Starting from the line containing "Objective — for the building", write out every remaining line exactly, the last one included.

++++++++

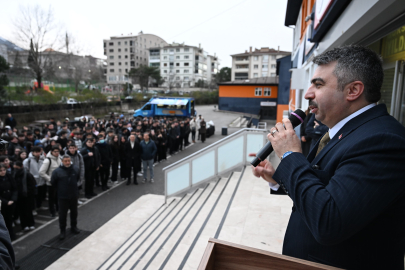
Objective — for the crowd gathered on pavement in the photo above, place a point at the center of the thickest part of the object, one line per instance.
(63, 159)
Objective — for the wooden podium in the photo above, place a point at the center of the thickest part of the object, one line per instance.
(225, 255)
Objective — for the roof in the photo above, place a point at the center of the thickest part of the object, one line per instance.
(292, 12)
(261, 51)
(254, 81)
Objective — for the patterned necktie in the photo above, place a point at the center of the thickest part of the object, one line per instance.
(324, 141)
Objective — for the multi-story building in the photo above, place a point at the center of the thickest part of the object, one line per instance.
(256, 64)
(126, 52)
(183, 65)
(324, 25)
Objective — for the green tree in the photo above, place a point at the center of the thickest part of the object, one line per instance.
(4, 66)
(142, 75)
(224, 74)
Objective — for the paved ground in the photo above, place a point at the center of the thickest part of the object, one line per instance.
(94, 213)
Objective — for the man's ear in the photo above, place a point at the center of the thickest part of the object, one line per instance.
(354, 90)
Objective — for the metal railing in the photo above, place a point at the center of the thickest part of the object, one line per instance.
(214, 160)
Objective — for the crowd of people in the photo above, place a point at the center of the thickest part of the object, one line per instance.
(62, 159)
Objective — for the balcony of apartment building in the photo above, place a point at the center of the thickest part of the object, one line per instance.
(242, 68)
(243, 59)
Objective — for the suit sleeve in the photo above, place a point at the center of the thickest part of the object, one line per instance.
(368, 179)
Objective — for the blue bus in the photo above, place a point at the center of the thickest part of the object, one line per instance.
(167, 106)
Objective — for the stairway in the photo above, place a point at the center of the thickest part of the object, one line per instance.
(237, 208)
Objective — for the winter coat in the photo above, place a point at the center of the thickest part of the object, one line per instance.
(50, 164)
(105, 154)
(90, 162)
(77, 160)
(33, 166)
(8, 189)
(25, 186)
(148, 150)
(65, 181)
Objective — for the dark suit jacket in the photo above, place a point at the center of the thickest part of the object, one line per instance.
(349, 201)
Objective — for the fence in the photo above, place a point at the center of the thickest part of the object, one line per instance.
(212, 161)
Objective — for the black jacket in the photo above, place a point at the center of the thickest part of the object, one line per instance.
(105, 154)
(64, 180)
(8, 189)
(90, 162)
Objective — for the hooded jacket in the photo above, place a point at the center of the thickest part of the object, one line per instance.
(65, 180)
(50, 164)
(33, 166)
(77, 160)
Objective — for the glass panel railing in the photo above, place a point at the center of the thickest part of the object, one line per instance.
(230, 154)
(203, 167)
(254, 143)
(178, 179)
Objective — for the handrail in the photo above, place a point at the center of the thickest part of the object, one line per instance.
(213, 161)
(212, 146)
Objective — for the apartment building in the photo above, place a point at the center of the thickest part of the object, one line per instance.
(183, 65)
(256, 64)
(126, 52)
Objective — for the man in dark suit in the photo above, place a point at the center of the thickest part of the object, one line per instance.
(349, 194)
(133, 156)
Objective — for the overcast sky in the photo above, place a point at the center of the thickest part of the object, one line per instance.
(223, 27)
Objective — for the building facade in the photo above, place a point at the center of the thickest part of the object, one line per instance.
(256, 64)
(126, 52)
(323, 25)
(183, 65)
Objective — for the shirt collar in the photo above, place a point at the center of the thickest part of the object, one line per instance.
(338, 126)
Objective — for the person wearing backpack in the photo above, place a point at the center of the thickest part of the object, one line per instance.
(26, 195)
(33, 164)
(51, 162)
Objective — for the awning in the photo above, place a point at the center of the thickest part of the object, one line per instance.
(164, 101)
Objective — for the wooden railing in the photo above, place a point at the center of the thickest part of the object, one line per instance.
(225, 255)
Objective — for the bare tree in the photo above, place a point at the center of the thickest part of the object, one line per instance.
(38, 29)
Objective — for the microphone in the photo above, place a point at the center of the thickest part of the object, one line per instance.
(297, 117)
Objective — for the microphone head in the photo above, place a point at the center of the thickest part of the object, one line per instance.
(297, 117)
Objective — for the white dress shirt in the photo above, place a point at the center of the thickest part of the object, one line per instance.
(335, 129)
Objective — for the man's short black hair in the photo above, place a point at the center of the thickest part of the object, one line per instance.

++++++++

**Expected answer**:
Objective — for the building facade in the photo above, place a point at the center of the thickest part of the object, one line per instance.
(256, 64)
(126, 52)
(323, 25)
(183, 65)
Objective — for the shirt collar in the photo above, place a point at the center of the thickest part of the object, one line per instance.
(338, 126)
Objective — for the person wearing backpack in the photo above, place a point at the center of the thickest part of the object, one line per instance.
(26, 195)
(33, 164)
(51, 162)
Objective — for the awning in the photo above, place a point at the center of the thickest part of the object, one line per instance.
(164, 101)
Objective — for the wooden railing in the photo above, place a point at the center of the thickest part of the object, one line per instance.
(225, 255)
Objective — for the bare tree in the photo above, place a point at the center of the thickest part of the object, one line per instance.
(38, 29)
Objective — for the microphone in the photo above, place a point at the center of the thickest part of the object, one line per instance.
(297, 117)
Objective — for the microphone head in the photo above, place a point at the center of the thickest part of the object, one line per instance.
(297, 117)
Objective — for the white dress shirt in the photo above, place a point at the center of the thickest part of the object, one line per instance.
(335, 129)
Objective — for the man's short black hair in the photo above, place a point at the center of the thickest part of the object, one line per instance.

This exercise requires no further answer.